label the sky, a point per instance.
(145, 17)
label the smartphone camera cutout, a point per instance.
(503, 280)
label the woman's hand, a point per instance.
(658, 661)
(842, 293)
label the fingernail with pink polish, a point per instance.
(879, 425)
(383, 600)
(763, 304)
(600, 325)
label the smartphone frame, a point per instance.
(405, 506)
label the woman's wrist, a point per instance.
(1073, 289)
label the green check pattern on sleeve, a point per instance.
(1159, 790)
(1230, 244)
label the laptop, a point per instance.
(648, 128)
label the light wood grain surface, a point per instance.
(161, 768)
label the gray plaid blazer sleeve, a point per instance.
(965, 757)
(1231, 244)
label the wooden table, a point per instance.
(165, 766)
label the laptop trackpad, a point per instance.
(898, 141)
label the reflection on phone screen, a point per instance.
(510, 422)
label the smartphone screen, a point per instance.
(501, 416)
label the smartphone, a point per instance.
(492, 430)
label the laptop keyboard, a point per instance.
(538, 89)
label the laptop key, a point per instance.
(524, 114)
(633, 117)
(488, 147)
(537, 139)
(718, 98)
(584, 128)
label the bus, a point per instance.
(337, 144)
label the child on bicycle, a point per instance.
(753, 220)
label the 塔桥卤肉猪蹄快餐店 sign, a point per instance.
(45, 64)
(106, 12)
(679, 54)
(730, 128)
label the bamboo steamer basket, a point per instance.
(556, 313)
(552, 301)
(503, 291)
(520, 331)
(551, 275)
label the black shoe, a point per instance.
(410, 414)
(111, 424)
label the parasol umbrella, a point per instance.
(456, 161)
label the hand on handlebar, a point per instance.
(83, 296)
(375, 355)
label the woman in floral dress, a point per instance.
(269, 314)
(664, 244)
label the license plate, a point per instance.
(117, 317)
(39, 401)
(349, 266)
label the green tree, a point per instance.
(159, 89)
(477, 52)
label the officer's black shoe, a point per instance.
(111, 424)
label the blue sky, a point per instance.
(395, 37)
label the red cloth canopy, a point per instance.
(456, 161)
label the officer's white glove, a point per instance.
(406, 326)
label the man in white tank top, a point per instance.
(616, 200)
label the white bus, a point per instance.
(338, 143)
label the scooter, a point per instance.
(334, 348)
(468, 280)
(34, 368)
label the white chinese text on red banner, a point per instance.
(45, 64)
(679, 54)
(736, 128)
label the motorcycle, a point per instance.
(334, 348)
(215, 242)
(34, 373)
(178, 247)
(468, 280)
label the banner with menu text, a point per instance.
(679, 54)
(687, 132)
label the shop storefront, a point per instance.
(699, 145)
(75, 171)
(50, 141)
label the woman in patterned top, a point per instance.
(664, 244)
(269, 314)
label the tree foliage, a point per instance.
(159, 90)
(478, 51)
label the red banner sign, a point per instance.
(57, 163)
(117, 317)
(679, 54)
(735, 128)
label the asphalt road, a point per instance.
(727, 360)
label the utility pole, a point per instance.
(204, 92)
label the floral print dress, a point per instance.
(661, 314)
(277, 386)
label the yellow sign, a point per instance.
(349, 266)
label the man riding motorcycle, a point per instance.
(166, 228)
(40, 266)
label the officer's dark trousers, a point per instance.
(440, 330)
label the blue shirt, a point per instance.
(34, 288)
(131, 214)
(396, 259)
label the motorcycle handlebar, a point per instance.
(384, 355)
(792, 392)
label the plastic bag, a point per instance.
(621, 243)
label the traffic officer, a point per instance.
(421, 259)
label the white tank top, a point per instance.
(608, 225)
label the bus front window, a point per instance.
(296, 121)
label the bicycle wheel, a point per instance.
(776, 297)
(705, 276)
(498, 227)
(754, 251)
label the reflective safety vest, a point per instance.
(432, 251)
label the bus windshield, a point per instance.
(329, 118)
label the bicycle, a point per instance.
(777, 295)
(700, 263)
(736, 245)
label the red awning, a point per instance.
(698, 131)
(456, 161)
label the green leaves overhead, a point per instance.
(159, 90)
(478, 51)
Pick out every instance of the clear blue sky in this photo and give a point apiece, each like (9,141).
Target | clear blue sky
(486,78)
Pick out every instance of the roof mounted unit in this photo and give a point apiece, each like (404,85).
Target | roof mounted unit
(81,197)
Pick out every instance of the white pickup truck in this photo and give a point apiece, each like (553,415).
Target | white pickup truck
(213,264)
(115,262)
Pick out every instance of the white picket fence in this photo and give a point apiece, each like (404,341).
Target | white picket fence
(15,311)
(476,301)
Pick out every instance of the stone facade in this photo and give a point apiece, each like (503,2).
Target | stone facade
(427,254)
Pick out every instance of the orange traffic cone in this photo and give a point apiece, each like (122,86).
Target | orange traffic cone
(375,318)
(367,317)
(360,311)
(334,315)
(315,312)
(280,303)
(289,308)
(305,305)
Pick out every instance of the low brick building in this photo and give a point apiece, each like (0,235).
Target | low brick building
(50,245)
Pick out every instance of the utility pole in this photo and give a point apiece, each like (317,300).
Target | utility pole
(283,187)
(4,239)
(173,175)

===

Task objective: Reproduce all of the records precisely. No word may differ.

Solution to this exercise:
label the sky, a point per instance.
(145, 17)
label the smartphone camera cutout, a point per instance.
(503, 280)
label the woman's hand, a point per instance.
(658, 661)
(842, 293)
label the fingernail with pink polish, a point per instance.
(879, 425)
(383, 600)
(763, 304)
(600, 325)
label the smartphone frame, a point per instance.
(405, 506)
label the woman's wrist, a point per instance.
(1073, 289)
label the green check pattern on sleeve, a point per instance.
(1159, 790)
(1230, 244)
label the laptop, a point per instance.
(648, 128)
label the light wood grain surface, a point per instance.
(161, 768)
label the gray plaid blazer sleeve, a point per instance.
(965, 757)
(1231, 244)
label the wooden table, a point per instance.
(165, 766)
label the laptop trackpad, a point per instance.
(898, 141)
label the reflection on phone screen, a point per instance.
(510, 422)
label the smartphone screen, a point per instance.
(501, 416)
label the smartphone, a point per instance.
(492, 430)
label the laptop keyboard, a point per instance.
(538, 89)
label the laptop key, a point per instance.
(524, 114)
(633, 117)
(488, 147)
(537, 139)
(718, 98)
(584, 128)
label the bus, a point per instance.
(337, 144)
label the child on bicycle, a point per instance.
(753, 220)
label the 塔桥卤肉猪蹄快餐店 sign, a point per instance.
(45, 64)
(106, 12)
(679, 54)
(730, 128)
label the bamboo steamer basket, a point per instance.
(556, 313)
(552, 301)
(503, 291)
(520, 331)
(551, 275)
label the black shoe, a point per instance.
(410, 414)
(111, 424)
label the parasol umbrella, a point per instance.
(456, 161)
label the hand on handlebar, a point per instance.
(83, 296)
(375, 355)
label the woman in floral dress, a point per instance.
(269, 314)
(664, 244)
label the license plate, a point per instance.
(117, 317)
(39, 401)
(349, 266)
label the green tree, a point per instance.
(159, 89)
(477, 52)
label the officer's black shoe, a point per instance.
(111, 424)
label the blue sky, a point per instance.
(395, 37)
label the red cloth canopy, a point per instance.
(456, 161)
label the officer's white glove, a point per instance.
(406, 326)
label the man in white tank top, a point per instance.
(616, 200)
label the white bus, a point per instance.
(338, 143)
label the scooter, a point per instance.
(334, 348)
(468, 280)
(34, 368)
label the white chinese text on red banner, a point per instance.
(45, 64)
(679, 54)
(736, 128)
label the motorcycle, a point per instance.
(334, 348)
(215, 242)
(34, 373)
(178, 247)
(468, 280)
label the banner with menu text, a point per instance.
(679, 54)
(687, 132)
label the shop storefront, a point per instance.
(699, 145)
(75, 171)
(50, 141)
label the woman in patterned top, a point per instance.
(664, 244)
(269, 314)
label the tree foliage, a point per instance.
(159, 90)
(478, 51)
label the red banner sign, a point per instance.
(57, 163)
(117, 317)
(679, 54)
(735, 128)
label the asphalt road, a point per instance.
(727, 360)
label the utility pole, a point per instance.
(204, 92)
label the floral print dress, a point per instance.
(661, 314)
(277, 386)
label the yellow sign, a point per instance.
(349, 266)
label the man riding motorcycle, a point per instance.
(166, 228)
(40, 266)
label the officer's dark trousers, a point per instance.
(440, 330)
label the blue shirt, a point per instance.
(34, 288)
(131, 214)
(396, 259)
label the motorcycle handlebar, a point per instance.
(384, 355)
(792, 392)
label the plastic bag, a point per instance.
(621, 243)
label the traffic officer, a point per instance.
(421, 259)
label the white tank top, a point per instance.
(608, 225)
label the bus front window, a point per instance.
(296, 121)
label the bicycle wheel, a point per instance.
(776, 297)
(705, 276)
(498, 227)
(754, 251)
label the reflective safety vest, a point per instance.
(432, 251)
label the bus windshield, a point per instance.
(329, 118)
label the bicycle, a point per instance.
(777, 295)
(700, 263)
(736, 245)
label the red awning, a point per instance.
(698, 131)
(456, 161)
label the green leaves overhead, a point per instance.
(159, 90)
(478, 51)
Pick out every instance of the clear blue sky in this photo and give a point apiece, each like (9,141).
Target | clear blue sky
(486,78)
Pick out every instance of the roof mounted unit in this photo and give a point apiece, each like (404,85).
Target | roof mounted unit
(81,197)
Pick out every instance of the white pickup truck in this photo and give a point apiece, each like (553,415).
Target | white pickup truck
(213,264)
(115,262)
Pick out every instance of the white picket fence in this photo and give a point apiece, each like (404,341).
Target | white picket fence
(15,311)
(476,301)
Pick out every instance of the stone facade in this photo and give a point apiece, each like (503,2).
Target | stone facade
(427,254)
Pick out every instance of the orange traffic cone in this photo and give a point apiece, each like (122,86).
Target | orange traffic cone
(375,318)
(367,317)
(360,311)
(334,315)
(315,312)
(280,303)
(289,308)
(305,305)
Pick out every instance of the low brick building in this photo and give a point apiece, each like (0,235).
Target | low brick building
(50,245)
Pick out every instance of the utility pole in this photo and give a point apiece, each like (317,300).
Target | utility pole
(283,187)
(4,239)
(173,175)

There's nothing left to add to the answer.